%%
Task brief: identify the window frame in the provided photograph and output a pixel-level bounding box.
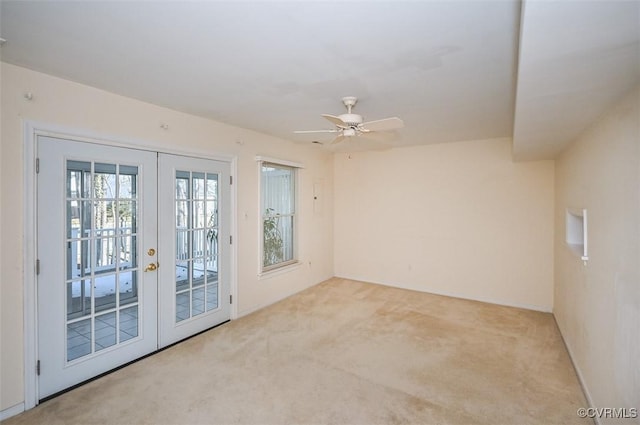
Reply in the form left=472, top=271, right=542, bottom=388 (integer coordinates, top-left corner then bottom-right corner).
left=258, top=158, right=302, bottom=274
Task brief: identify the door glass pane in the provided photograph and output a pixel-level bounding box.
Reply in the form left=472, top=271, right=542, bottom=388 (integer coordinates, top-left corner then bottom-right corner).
left=193, top=229, right=205, bottom=259
left=120, top=307, right=138, bottom=342
left=67, top=319, right=91, bottom=361
left=119, top=235, right=135, bottom=270
left=206, top=201, right=217, bottom=228
left=67, top=239, right=90, bottom=280
left=176, top=171, right=190, bottom=199
left=65, top=160, right=142, bottom=362
left=118, top=201, right=136, bottom=231
left=206, top=255, right=217, bottom=280
left=193, top=201, right=205, bottom=228
left=174, top=170, right=219, bottom=323
left=95, top=274, right=116, bottom=312
left=95, top=237, right=116, bottom=272
left=176, top=292, right=190, bottom=322
left=94, top=200, right=116, bottom=232
left=67, top=161, right=91, bottom=198
left=176, top=200, right=189, bottom=228
left=176, top=260, right=189, bottom=292
left=119, top=271, right=137, bottom=305
left=193, top=258, right=205, bottom=287
left=95, top=312, right=117, bottom=351
left=206, top=284, right=218, bottom=311
left=192, top=288, right=205, bottom=316
left=67, top=280, right=91, bottom=319
left=206, top=174, right=218, bottom=200
left=118, top=166, right=138, bottom=199
left=192, top=172, right=205, bottom=199
left=94, top=163, right=117, bottom=198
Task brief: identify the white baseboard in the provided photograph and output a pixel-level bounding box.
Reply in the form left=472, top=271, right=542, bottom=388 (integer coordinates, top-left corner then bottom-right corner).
left=334, top=275, right=553, bottom=313
left=552, top=315, right=599, bottom=425
left=0, top=402, right=25, bottom=421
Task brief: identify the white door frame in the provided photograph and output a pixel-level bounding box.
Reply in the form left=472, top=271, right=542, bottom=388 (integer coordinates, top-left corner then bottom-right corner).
left=22, top=120, right=238, bottom=410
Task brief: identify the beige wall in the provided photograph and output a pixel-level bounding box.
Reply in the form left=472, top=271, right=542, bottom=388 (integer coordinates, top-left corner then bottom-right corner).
left=0, top=63, right=334, bottom=411
left=554, top=87, right=640, bottom=416
left=333, top=138, right=555, bottom=311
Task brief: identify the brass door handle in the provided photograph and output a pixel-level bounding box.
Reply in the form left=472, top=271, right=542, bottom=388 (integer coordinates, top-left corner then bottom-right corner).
left=144, top=262, right=159, bottom=272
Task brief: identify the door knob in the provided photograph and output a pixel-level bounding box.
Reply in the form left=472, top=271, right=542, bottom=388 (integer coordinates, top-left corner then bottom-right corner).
left=144, top=262, right=159, bottom=272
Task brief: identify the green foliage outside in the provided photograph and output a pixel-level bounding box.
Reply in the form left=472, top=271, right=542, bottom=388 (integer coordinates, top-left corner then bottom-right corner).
left=263, top=208, right=284, bottom=267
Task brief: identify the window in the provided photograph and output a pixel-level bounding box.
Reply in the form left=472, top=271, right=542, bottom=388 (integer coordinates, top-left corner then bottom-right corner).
left=261, top=162, right=297, bottom=271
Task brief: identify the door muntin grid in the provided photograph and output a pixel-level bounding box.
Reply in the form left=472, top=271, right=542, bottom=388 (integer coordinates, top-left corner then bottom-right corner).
left=66, top=160, right=140, bottom=362
left=175, top=171, right=219, bottom=322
%%
Activity: There is a run of lines above from the one with "Task brief: identify the white baseboard" to the one with "Task brief: identify the door muntin"; print exactly that run, both ends included, and nothing else.

Response:
Task brief: identify the white baseboard in the provided photograph and output a pixel-level bounding box.
Reply in the form left=472, top=271, right=542, bottom=388 (integer coordinates, top-left corner then bottom-right corner).
left=334, top=275, right=553, bottom=313
left=552, top=315, right=599, bottom=425
left=0, top=402, right=25, bottom=421
Task brief: identify the white door frame in the provided photograph and output a pixel-level bounding box.
Reply in the form left=472, top=271, right=542, bottom=388 (integer coordinates, top-left corner then bottom-right corner).
left=22, top=120, right=238, bottom=410
Task brief: identify the beige wall in the provided photograph and output a pixel-level bounding box.
Reply in the form left=472, top=271, right=542, bottom=388 (integer coordinates, top-left corner then bottom-right corner).
left=0, top=63, right=334, bottom=411
left=554, top=87, right=640, bottom=416
left=333, top=138, right=555, bottom=311
Task brief: identify the brass door handle in the provided photograph and output a pixel-level bounding box.
Reply in the form left=472, top=271, right=542, bottom=388 (integer coordinates, top-left corner then bottom-right corner).
left=144, top=262, right=159, bottom=272
Task brief: identify the door knob in the provided photograph and output a pixel-level bounding box.
Reply in the form left=472, top=271, right=542, bottom=388 (integer coordinates, top-left corner then bottom-right corner).
left=144, top=262, right=159, bottom=272
Task brief: identify the green foliage outside in the provided photograph and output a pixel-level bounding box.
Reply in the form left=472, top=271, right=542, bottom=388 (integer coordinates, top-left corner then bottom-right corner).
left=263, top=208, right=284, bottom=267
Task brief: identify the window in the provided photograph and output a pixel-level bounding box.
Reply in the form left=472, top=271, right=542, bottom=388 (integer coordinates, top-left corner then bottom-right corner).
left=261, top=162, right=297, bottom=271
Task brief: identify the door muntin grid in the provided photograph and output a pixel-level bounding box.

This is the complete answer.